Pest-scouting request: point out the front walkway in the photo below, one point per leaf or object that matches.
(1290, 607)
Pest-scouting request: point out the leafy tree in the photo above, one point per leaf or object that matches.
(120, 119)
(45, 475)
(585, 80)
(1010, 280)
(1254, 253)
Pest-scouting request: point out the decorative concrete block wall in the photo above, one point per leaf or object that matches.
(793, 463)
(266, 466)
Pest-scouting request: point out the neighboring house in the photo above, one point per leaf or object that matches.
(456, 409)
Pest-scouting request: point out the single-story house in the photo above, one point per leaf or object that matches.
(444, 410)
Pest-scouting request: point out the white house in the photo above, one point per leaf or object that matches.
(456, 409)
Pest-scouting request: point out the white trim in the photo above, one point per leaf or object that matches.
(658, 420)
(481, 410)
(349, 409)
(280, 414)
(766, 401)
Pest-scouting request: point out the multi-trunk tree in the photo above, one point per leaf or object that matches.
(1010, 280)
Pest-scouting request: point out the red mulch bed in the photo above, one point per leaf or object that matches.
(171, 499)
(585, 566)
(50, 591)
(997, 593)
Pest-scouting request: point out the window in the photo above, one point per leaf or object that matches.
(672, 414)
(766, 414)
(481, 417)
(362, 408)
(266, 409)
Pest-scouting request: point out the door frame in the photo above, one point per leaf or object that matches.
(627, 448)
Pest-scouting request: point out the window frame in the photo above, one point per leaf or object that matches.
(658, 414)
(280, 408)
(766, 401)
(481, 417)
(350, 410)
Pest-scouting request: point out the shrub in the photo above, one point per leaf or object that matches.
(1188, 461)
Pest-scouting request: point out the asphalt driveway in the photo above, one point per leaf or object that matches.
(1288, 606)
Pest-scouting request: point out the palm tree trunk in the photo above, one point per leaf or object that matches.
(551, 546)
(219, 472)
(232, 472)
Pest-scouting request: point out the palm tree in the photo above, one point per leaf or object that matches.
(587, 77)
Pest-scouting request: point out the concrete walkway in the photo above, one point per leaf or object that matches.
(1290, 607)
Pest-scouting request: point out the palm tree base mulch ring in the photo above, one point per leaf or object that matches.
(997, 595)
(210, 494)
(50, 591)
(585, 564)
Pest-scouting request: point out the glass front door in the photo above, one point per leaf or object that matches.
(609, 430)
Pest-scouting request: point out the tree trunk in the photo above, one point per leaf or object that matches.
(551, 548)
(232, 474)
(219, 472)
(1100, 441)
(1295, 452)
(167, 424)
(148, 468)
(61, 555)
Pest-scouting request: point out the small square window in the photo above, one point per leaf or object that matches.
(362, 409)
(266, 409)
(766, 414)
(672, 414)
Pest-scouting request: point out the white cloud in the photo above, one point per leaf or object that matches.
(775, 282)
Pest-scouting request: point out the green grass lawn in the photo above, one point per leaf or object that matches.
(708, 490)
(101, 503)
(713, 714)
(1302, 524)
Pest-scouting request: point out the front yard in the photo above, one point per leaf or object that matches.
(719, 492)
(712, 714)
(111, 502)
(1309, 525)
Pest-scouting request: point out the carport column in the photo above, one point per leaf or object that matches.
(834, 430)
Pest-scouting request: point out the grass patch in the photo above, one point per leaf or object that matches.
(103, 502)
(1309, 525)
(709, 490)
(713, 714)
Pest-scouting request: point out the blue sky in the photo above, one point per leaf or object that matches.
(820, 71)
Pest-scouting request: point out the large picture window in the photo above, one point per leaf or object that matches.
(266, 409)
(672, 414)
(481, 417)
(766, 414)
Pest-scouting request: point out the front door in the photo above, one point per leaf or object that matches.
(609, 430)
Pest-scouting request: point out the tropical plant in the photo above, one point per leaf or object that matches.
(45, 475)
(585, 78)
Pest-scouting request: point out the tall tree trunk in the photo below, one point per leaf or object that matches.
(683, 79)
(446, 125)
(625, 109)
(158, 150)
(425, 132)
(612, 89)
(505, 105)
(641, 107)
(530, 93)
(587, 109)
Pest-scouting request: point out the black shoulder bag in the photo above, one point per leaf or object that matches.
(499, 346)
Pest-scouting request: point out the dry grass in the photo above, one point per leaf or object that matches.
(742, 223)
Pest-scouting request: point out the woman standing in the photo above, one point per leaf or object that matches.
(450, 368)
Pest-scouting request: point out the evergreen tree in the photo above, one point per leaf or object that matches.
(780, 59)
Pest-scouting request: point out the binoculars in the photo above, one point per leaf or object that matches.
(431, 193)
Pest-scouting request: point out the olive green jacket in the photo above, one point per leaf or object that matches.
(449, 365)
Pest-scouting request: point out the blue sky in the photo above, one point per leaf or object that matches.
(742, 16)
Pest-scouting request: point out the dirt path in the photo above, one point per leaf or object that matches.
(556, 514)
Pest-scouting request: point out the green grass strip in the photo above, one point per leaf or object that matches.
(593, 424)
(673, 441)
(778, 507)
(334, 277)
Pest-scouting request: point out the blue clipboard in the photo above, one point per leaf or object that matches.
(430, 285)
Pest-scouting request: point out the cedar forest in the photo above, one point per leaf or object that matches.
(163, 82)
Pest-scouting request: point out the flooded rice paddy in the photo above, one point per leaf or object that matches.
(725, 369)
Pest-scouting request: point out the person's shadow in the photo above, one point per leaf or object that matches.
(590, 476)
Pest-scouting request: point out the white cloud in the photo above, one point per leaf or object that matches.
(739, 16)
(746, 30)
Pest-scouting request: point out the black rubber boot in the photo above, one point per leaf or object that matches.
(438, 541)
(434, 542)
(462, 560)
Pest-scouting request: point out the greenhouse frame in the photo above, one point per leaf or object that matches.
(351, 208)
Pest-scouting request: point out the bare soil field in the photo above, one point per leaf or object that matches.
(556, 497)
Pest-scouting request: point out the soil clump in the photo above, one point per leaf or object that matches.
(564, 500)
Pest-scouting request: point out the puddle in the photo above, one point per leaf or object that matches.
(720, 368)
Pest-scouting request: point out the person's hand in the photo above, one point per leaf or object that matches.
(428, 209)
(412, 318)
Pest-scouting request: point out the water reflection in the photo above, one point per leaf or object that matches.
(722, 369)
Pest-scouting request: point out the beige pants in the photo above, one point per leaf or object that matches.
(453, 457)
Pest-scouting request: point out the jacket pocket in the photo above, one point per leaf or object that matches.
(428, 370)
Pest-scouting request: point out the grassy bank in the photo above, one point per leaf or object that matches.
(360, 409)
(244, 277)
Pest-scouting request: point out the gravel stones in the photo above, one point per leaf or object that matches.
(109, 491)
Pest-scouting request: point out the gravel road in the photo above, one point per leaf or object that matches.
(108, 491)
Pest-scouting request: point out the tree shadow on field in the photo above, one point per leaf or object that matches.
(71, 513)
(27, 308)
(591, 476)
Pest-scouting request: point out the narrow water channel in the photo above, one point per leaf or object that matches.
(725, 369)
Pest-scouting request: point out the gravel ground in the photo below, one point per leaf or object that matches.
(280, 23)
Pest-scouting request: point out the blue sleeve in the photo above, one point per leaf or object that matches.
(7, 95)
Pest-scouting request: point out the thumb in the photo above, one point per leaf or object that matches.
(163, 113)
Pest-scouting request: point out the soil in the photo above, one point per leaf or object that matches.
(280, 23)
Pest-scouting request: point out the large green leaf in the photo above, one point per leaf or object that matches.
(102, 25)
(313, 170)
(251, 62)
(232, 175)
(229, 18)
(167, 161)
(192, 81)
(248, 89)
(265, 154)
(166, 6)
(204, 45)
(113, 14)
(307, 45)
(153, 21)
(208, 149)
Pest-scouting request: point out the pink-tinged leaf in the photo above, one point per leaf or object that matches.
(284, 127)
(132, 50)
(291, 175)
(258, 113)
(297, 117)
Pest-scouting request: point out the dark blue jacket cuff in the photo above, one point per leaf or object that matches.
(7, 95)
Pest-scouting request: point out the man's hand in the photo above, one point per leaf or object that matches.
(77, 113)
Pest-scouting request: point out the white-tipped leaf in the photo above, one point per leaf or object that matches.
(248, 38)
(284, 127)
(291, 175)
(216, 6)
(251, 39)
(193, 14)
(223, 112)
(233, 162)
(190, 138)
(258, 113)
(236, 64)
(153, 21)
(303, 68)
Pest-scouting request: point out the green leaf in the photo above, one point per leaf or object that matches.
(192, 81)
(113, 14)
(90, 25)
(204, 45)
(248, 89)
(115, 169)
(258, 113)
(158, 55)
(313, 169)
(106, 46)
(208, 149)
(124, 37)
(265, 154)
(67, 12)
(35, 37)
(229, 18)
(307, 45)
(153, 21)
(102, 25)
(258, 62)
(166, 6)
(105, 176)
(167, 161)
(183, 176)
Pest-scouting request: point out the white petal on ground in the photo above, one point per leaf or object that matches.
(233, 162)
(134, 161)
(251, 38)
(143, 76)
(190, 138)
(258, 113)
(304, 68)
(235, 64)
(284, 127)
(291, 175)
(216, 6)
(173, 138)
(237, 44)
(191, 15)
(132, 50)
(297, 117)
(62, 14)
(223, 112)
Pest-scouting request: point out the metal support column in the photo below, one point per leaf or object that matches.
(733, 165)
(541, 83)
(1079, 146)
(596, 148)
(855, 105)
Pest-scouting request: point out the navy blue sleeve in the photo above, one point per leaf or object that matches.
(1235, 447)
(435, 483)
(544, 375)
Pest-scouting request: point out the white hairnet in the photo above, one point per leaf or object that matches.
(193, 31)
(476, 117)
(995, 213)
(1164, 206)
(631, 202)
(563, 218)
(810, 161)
━━━━━━━━━━━━━━━━━━━━
■ **Written request**: Quote exactly and only the lines from the one holding "Pest-scouting request: point out the dark" through the end of the data.

■ **Written response**:
Pest-scouting request: point out the dark blue jacket cuff in the photo above, one point per leaf or object that matches.
(7, 95)
Pest-scouting request: point out the man's hand in the photo above, one point per leaf or object that matches.
(77, 113)
Pest-scouting request: point out the white-tipped leaf in the photo above, one point per leaf or object that matches.
(248, 38)
(284, 127)
(291, 175)
(216, 6)
(251, 39)
(193, 14)
(223, 112)
(233, 162)
(190, 138)
(258, 113)
(236, 64)
(153, 21)
(303, 68)
Pest-scouting request: point out the green leaf in the photo above, one point per leaf or object that matches.
(192, 81)
(113, 14)
(90, 25)
(204, 45)
(248, 89)
(115, 169)
(258, 113)
(158, 55)
(313, 169)
(106, 46)
(208, 149)
(124, 37)
(265, 154)
(67, 12)
(35, 37)
(229, 18)
(307, 45)
(153, 21)
(102, 25)
(258, 62)
(166, 6)
(105, 176)
(167, 161)
(183, 176)
Pest-scouting request: point out the white petal on ground in the photo above, one point per leaf or object that matches.
(233, 162)
(134, 161)
(251, 38)
(143, 76)
(190, 138)
(258, 113)
(304, 68)
(235, 64)
(284, 127)
(291, 175)
(216, 6)
(173, 138)
(237, 44)
(191, 15)
(132, 50)
(297, 117)
(62, 14)
(223, 112)
Pest-scouting request: point out the metal support column in the photo below, one point per leaf or object that matches.
(733, 165)
(541, 83)
(1079, 146)
(596, 148)
(855, 105)
Pest-scouting request: point out the navy blue sleeve in the photo above, one point per leaf or object that matches.
(1235, 447)
(435, 483)
(544, 375)
Pest-scouting request: point out the white hairnet in the photo above, one point per leaf or object that matches.
(193, 31)
(476, 117)
(995, 213)
(1164, 206)
(631, 202)
(563, 218)
(810, 161)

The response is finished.